(Saved entries)
····················
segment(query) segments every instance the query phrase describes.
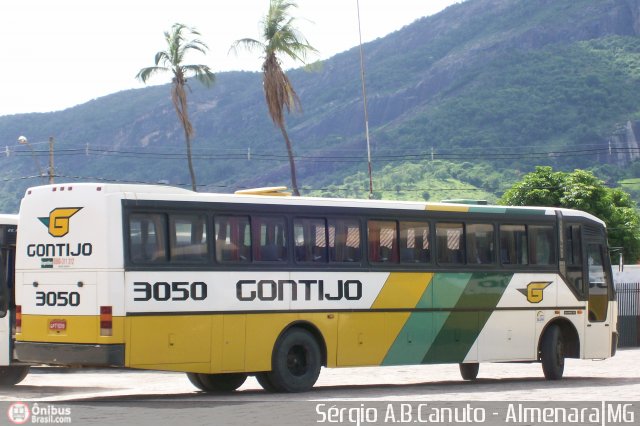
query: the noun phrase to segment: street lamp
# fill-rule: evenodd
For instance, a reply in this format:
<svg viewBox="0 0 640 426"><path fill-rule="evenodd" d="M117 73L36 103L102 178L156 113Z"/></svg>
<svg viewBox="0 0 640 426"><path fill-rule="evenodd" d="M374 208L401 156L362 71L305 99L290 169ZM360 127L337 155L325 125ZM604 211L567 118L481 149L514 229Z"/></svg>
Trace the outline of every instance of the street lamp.
<svg viewBox="0 0 640 426"><path fill-rule="evenodd" d="M42 170L42 166L40 165L40 160L38 160L38 157L36 157L36 153L33 150L33 147L31 146L31 144L29 144L29 140L25 136L20 136L18 138L18 143L20 145L26 145L27 148L29 148L29 151L31 151L31 157L33 158L33 161L35 161L36 168L38 169L38 173L39 173L38 176L44 177L44 172Z"/></svg>
<svg viewBox="0 0 640 426"><path fill-rule="evenodd" d="M18 138L18 143L22 145L26 145L29 148L29 150L31 151L31 155L33 156L33 159L35 160L36 165L38 166L38 170L40 171L40 176L44 177L45 174L44 174L44 171L42 170L42 166L40 165L40 161L36 157L35 152L33 151L33 148L29 144L29 141L27 140L27 138L25 136L20 136ZM55 173L53 169L53 136L49 136L49 184L53 184L54 175Z"/></svg>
····················
### EXERCISE DETAILS
Of the lines above, copy each one that contains the word "segment".

### WORKED SOLUTION
segment(query) segments every instance the query phrase describes.
query: the noun phrase to segment: street lamp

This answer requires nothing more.